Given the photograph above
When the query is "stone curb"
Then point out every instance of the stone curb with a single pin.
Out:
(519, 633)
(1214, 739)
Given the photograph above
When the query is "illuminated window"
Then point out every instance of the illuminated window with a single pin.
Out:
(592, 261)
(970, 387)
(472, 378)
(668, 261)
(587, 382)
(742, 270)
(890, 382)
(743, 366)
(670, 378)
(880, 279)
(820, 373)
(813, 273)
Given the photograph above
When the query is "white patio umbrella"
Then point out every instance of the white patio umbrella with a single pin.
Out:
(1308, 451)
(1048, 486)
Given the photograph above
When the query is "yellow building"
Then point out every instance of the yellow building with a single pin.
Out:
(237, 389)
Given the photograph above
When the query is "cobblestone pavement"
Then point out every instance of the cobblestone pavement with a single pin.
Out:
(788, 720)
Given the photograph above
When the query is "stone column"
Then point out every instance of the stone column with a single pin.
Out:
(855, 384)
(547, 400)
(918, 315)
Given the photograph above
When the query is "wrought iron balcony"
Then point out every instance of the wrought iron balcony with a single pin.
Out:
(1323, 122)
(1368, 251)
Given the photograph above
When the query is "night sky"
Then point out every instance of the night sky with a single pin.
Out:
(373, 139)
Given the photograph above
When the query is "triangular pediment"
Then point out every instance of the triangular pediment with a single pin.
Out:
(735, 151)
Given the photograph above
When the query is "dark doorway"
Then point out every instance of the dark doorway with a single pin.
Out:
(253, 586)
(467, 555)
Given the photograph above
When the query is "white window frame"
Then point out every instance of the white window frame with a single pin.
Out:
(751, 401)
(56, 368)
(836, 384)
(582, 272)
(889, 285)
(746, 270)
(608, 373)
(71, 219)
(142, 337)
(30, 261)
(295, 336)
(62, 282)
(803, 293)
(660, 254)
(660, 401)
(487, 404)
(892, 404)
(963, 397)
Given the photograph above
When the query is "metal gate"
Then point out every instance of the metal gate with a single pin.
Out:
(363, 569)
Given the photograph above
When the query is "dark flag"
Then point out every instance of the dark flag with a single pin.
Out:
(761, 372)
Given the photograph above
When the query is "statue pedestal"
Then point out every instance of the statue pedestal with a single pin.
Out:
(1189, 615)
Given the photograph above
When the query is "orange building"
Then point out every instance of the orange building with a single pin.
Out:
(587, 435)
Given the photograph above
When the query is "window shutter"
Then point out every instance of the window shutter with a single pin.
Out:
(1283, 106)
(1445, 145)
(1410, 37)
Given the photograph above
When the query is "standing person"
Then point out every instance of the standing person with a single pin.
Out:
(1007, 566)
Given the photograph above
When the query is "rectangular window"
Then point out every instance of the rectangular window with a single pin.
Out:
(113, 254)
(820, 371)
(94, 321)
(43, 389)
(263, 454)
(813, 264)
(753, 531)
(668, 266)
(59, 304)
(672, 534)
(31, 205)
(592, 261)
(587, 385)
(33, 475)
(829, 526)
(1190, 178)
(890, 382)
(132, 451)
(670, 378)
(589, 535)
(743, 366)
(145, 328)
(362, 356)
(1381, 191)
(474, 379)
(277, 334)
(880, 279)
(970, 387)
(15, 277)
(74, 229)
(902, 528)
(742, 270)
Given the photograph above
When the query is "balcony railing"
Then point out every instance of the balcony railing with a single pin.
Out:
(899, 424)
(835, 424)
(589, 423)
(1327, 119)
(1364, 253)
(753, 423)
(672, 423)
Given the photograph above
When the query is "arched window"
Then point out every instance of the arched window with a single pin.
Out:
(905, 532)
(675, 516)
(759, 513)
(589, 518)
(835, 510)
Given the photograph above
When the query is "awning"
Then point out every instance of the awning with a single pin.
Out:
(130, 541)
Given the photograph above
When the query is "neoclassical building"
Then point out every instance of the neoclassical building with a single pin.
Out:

++++++++

## Goal
Make an exact copy of all the data.

## Result of this task
Given the photograph above
When the query is "stone curb"
Then point out every instance of the stone curb with a single pin.
Out:
(519, 633)
(1214, 739)
Given the photograph above
When the query is "illuminated window"
Then point out every instance of the illuminated window with a single pin.
Out:
(592, 261)
(970, 387)
(472, 378)
(668, 261)
(587, 382)
(742, 270)
(890, 382)
(743, 366)
(670, 378)
(880, 279)
(820, 373)
(813, 273)
Given the photograph above
When the query is "white patio umbrella"
Then point out every instance of the white patio umbrella with a single pin.
Out:
(1308, 451)
(1048, 486)
Given the photograph above
When the query is "yellow building"
Then point out every instance of the yellow building with a single pin.
Out:
(237, 389)
Given the photograph above
When the query is "cobblestone pavement"
Then point out every instance of the cobblestone pavement with a single pin.
Out:
(788, 720)
Given the photograph above
When the query is "stone column"
Then point out every instance of the stone column with a single pin.
Out:
(855, 384)
(547, 400)
(918, 315)
Given the photograph above
When the query is "wrought iron balcony"
Then point out every instance of the wrought iron balcony with a single pin.
Out:
(1323, 122)
(1368, 251)
Given the photograph above
When the query is "night sky"
Then point out every instance of the night sky with a single pin.
Out:
(373, 139)
Given the photograph above
When the query is "triangular pediment"
Then point out every instance of the triangular pediment with a single pin.
Out:
(735, 151)
Given the photograph above
When the query is "dark doorway"
Then point out every instance of the dark doorway with a single pin.
Out:
(253, 586)
(467, 555)
Given the photograph above
When the query is "white window frame"
Then point out every instance of the white window frame with a single pin.
Out:
(751, 401)
(56, 368)
(836, 384)
(582, 272)
(889, 285)
(746, 270)
(608, 373)
(71, 219)
(142, 337)
(30, 261)
(295, 336)
(62, 282)
(803, 293)
(660, 254)
(660, 401)
(487, 404)
(892, 404)
(963, 397)
Given the photograph above
When the query is "metal gate"
Then point out every instance of the metal gate with a single pin.
Out:
(363, 569)
Given the photograph above
When the query is "dark flag"
Then point out every instance of the dark flag with a single pin.
Out:
(761, 372)
Given the photograph above
When the query is "statue pedestal"
Then point out every instance of the statue pedestal with a single pin.
Out:
(1189, 615)
Given the photograph above
When the query is "orange building"
Then point out every instance of the orange building with a single pin.
Out:
(587, 435)
Given the photograph above
When the query is "window shutter"
Then point out every instance of the window shutter with a single pin.
Out:
(1283, 106)
(1445, 145)
(1410, 37)
Given the photograph above
When the query is "standing person"
Then point out every instance of the standing person with a single pin.
Out:
(1007, 566)
Given the photograph above
When the query is "rectangular window"
Then point out every instance of the rectangular window with a single pin.
Out:
(113, 254)
(820, 371)
(94, 321)
(43, 389)
(263, 454)
(813, 264)
(753, 531)
(668, 266)
(59, 304)
(672, 534)
(31, 205)
(592, 261)
(587, 385)
(33, 475)
(829, 526)
(1190, 178)
(890, 382)
(132, 451)
(670, 378)
(589, 535)
(743, 366)
(145, 328)
(362, 356)
(1381, 191)
(474, 379)
(277, 334)
(880, 279)
(970, 387)
(15, 277)
(74, 229)
(902, 528)
(742, 270)
Given the photograph above
When the query is "balcony railing"
Then point out every instance of the balcony railing with a single pin.
Out:
(899, 424)
(835, 424)
(589, 423)
(1327, 119)
(1364, 253)
(753, 423)
(672, 423)
Given the photograph above
When the query is "arched window"
Then point out every instance of the arched window with a single pin.
Out:
(905, 532)
(675, 516)
(759, 513)
(589, 518)
(835, 510)
Given the photograph above
When the query is "awning"
Then point out every instance of the awning with a single pin.
Out:
(130, 541)
Given the photograph above
When the query is "neoclassical building"
Then point out every instance of the neoclassical building with a single pin.
Out:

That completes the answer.